In his first year as a starter, Torretta garnered further attention by stealing the show in a nationally televised 1991 game versus the Houston Cougars and their Heisman-frontrunning quarterback, David Klingler. As Miami's defense stymied Houston's run-and-shoot offense with relentless blitzing, Torretta put on the performance that many expected out of Klingler en route to a 40–10 victory; Klingler's lone touchdown pass in the game came with three seconds left in the fourth quarter against Miami's third-string defense, long after the game was decided. Torretta went on to lead Miami to a fourth-quarter comeback win on the road versus #1 Florida State and ultimately to an undefeated season and a co-national championship.

• Free-text object descriptions:

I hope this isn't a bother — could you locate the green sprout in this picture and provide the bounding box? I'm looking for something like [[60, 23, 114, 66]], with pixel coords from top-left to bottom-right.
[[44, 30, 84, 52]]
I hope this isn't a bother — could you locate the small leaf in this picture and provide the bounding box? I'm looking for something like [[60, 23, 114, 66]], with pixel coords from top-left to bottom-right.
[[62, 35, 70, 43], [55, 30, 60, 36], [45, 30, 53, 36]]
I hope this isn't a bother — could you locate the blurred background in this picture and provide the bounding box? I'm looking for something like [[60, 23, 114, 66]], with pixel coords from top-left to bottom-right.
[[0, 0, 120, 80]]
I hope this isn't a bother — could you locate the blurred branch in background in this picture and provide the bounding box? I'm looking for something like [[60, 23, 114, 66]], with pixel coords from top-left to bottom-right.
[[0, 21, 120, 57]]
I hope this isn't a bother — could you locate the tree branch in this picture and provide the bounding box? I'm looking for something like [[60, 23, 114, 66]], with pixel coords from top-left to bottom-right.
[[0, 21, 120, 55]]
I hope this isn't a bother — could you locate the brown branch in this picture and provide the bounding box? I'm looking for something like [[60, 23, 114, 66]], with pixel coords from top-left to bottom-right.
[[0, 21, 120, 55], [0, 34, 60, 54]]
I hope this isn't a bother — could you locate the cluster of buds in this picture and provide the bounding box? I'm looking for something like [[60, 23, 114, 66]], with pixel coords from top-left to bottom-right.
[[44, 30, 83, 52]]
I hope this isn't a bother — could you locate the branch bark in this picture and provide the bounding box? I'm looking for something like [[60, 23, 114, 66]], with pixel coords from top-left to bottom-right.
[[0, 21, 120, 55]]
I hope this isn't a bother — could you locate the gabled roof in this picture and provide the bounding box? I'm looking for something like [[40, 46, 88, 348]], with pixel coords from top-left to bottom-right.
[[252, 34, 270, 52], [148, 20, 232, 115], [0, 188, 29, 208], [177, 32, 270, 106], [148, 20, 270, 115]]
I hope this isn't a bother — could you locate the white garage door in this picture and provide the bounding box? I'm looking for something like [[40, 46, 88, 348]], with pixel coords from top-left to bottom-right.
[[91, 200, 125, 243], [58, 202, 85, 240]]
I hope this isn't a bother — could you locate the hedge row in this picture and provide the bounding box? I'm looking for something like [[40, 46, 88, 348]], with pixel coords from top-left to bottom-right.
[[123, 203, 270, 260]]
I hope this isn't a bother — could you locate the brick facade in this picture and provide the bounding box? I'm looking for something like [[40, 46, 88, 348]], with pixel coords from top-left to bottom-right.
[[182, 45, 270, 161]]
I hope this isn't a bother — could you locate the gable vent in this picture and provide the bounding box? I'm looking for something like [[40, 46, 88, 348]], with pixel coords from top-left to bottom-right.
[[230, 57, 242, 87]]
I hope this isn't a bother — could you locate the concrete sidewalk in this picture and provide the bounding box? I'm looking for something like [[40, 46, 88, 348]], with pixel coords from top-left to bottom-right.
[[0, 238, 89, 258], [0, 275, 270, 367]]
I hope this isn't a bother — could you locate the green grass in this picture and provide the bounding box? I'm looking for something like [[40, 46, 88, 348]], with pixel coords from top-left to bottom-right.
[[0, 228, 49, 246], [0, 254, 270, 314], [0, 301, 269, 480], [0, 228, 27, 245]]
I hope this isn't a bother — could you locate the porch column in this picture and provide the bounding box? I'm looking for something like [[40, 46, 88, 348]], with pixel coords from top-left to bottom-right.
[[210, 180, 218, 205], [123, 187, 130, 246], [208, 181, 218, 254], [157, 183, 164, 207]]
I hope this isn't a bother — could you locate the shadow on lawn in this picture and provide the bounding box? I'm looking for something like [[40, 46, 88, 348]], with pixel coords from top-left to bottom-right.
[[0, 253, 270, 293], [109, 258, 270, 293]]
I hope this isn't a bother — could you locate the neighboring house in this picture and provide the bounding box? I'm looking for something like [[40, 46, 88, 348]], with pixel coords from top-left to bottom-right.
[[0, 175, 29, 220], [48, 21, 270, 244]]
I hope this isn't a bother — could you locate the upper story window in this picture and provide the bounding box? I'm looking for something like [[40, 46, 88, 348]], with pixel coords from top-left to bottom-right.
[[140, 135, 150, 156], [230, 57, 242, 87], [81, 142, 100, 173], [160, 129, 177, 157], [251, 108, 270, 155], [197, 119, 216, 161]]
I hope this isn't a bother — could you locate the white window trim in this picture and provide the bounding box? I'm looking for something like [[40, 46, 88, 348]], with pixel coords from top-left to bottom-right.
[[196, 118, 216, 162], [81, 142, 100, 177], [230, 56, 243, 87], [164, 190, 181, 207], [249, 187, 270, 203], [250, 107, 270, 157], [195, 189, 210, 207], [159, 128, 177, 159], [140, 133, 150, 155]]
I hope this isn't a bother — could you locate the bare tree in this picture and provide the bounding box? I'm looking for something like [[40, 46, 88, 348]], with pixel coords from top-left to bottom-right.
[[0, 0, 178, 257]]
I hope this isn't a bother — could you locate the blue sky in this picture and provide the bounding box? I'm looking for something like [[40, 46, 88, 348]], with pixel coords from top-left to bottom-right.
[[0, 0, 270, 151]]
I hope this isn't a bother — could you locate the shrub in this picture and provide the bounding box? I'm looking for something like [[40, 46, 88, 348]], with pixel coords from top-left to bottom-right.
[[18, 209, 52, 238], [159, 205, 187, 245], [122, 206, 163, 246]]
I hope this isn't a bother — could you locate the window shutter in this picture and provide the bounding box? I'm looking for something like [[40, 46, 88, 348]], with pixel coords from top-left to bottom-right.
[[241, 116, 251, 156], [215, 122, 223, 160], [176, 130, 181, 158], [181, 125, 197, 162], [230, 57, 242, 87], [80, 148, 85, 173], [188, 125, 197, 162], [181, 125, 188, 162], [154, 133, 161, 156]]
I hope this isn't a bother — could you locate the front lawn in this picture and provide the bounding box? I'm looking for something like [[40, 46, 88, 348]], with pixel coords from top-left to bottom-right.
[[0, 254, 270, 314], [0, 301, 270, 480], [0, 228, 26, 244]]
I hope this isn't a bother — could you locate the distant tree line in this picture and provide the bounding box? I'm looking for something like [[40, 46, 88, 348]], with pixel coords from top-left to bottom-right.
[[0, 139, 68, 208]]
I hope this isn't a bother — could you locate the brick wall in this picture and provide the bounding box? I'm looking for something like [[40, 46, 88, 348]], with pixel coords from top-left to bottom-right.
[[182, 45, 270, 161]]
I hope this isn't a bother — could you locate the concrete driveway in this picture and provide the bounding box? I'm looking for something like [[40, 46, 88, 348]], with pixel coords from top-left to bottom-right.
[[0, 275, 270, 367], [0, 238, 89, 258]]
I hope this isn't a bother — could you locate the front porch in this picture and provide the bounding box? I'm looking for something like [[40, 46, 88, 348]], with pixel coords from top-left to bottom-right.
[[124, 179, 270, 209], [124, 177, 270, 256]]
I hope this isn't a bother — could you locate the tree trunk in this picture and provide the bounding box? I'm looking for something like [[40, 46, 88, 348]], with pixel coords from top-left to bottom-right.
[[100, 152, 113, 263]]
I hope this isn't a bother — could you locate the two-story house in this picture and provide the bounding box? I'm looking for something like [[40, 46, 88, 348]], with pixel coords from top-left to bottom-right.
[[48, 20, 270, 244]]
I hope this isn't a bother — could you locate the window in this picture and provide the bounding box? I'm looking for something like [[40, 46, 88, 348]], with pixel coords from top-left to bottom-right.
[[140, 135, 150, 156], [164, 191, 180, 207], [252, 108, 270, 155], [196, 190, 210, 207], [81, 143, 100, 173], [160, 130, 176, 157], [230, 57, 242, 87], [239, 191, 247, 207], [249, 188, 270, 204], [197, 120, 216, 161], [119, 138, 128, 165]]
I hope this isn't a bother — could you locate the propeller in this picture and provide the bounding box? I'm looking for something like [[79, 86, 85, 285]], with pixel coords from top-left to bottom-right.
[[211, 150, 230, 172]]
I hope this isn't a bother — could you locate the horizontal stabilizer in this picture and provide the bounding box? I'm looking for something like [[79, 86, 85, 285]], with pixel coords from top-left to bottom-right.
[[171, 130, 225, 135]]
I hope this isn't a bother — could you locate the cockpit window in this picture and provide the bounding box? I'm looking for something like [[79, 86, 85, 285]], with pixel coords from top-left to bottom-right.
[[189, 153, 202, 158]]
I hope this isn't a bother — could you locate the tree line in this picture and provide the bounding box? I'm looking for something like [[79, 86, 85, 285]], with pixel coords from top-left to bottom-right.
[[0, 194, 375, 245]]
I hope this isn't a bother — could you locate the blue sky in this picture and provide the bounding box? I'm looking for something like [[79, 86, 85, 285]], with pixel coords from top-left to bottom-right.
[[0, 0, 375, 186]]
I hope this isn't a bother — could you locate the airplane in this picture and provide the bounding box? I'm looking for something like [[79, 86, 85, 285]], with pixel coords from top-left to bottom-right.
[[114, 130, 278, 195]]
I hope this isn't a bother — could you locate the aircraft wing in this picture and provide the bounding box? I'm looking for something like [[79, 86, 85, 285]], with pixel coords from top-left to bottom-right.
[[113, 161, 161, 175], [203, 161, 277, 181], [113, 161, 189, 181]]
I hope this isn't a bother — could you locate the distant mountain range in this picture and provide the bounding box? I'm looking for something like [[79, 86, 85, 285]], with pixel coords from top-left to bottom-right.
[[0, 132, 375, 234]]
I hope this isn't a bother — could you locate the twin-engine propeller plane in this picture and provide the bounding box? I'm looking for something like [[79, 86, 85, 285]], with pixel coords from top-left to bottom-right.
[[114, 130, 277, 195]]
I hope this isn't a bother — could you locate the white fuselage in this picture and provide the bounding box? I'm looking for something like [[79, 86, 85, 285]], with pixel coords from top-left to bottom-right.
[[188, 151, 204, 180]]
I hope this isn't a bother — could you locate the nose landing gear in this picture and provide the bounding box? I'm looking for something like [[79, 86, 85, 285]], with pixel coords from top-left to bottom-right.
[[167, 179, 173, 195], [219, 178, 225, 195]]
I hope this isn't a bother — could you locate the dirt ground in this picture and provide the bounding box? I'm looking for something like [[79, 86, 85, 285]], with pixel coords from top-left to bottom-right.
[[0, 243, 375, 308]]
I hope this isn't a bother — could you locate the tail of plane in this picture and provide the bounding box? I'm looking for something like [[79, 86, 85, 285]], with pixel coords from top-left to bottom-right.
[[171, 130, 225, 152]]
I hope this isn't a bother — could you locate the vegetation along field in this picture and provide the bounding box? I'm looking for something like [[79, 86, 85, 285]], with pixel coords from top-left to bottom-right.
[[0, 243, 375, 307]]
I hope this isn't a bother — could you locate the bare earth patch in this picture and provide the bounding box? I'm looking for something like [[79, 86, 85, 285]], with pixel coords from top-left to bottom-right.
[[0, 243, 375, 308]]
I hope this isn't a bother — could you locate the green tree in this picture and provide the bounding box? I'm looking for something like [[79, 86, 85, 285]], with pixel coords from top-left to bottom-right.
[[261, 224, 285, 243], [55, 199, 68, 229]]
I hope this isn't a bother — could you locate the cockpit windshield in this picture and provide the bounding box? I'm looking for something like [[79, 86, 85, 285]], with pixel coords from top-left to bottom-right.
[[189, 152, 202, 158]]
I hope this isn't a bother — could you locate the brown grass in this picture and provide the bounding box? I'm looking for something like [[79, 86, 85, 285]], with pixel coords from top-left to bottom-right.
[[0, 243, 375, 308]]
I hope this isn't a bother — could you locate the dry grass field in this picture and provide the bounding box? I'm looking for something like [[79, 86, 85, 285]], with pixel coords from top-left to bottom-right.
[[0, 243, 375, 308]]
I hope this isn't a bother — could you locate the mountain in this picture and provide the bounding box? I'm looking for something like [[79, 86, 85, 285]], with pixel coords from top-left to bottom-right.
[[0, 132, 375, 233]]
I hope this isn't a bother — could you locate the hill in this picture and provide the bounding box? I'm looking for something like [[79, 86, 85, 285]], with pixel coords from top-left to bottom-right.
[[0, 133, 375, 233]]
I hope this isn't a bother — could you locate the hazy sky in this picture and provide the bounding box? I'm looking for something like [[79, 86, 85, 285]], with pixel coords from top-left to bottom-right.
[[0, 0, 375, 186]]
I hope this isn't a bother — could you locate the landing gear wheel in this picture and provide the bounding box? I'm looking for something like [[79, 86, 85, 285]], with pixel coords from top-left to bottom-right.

• YOUR TASKS:
A) Write out the stretch of the passage about Torretta from "In his first" through "a co-national championship.".
B) Answer these questions about the passage on Torretta, each on its own line:
(i) What was the final score of Miami's win over Houston?
(ii) Who was Houston's quarterback in that game?
(iii) Which top-ranked team did Miami beat on the road with a fourth-quarter comeback?
C) Give what comes next in the passage about Torretta's 1991 season at Miami.

• ANSWERS BELOW:
A)
In his first year as a starter, Torretta garnered further attention by stealing the show in a nationally televised 1991 game versus the Houston Cougars and their Heisman-frontrunning quarterback, David Klingler. As Miami's defense stymied Houston's run-and-shoot offense with relentless blitzing, Torretta put on the performance that many expected out of Klingler en route to a 40–10 victory; Klingler's lone touchdown pass in the game came with three seconds left in the fourth quarter against Miami's third-string defense, long after the game was decided. Torretta went on to lead Miami to a fourth-quarter comeback win on the road versus #1 Florida State and ultimately to an undefeated season and a co-national championship.

B)
(i) 40–10
(ii) David Klingler
(iii) Florida State

C)
===1992 season===

Torretta passed for more than 3,000 yards his senior year in 1992 on his way to winning the Heisman Trophy and the Davey O'Brien Award that season. He also won the Walter Camp Award, the Maxwell Award, the Johnny Unitas Trophy, and the Chic Harley Award. One of the key games of the season came against West Virginia when he threw for 363 yards and two touchdowns in the 35–23 victory. His career as quarterback at Miami was hugely successful, with Torretta leading the team to 26 wins and only one loss, which came in the 1993 Sugar Bowl where the Hurricanes were dominated by the Alabama Crimson Tide's defense. Torretta was flummoxed by Alabama's 11-man fronts, and threw three interceptions after only throwing four all season. Alabama won the game, 34–13, and the national championship.

===College statistics===

| Season | Team | Cmp | Att | Pct | Yds | TD | Int |
|---|---|---|---|---|---|---|---|
| 1989 | Miami | 101 | 177 | 57.1 | 1,325 | 8 | 8 |
| 1990 | Miami | 21 | 41 | 51.2 | 210 | 0 | 1 |
| 1991 | Miami | 205 | 371 | 55.3 | 3,095 | 20 | 8 |
| 1992 | Miami | 228 | 402 | 56.7 | 3,060 | 19 | 7 |

===Awards and honors===
- 2× National champion (1989, 1991)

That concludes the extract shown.